• [TASK OBJECTIVE]
Edit the data below so that "meteor trail" reads "shooting star" each time it appears, and keep every other part the same.

• [DATASET EXTRACT]
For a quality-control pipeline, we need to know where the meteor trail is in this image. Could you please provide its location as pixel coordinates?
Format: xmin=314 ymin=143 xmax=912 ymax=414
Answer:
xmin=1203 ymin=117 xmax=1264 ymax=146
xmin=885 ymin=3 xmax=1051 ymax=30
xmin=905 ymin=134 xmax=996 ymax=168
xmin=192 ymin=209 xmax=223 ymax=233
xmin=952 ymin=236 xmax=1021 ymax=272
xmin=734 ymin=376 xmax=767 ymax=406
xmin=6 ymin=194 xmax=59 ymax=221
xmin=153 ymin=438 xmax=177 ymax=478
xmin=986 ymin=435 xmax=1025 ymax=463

• [CORRECT ANSWER]
For a quality-control pipeline, we need to know where the shooting star is in this image. Could you please provide its location as pixel coordinates?
Format: xmin=314 ymin=143 xmax=912 ymax=414
Answer:
xmin=1203 ymin=117 xmax=1264 ymax=146
xmin=885 ymin=3 xmax=1051 ymax=30
xmin=905 ymin=134 xmax=996 ymax=168
xmin=192 ymin=209 xmax=223 ymax=233
xmin=952 ymin=236 xmax=1021 ymax=272
xmin=734 ymin=376 xmax=767 ymax=406
xmin=6 ymin=194 xmax=59 ymax=221
xmin=153 ymin=438 xmax=177 ymax=478
xmin=986 ymin=435 xmax=1025 ymax=463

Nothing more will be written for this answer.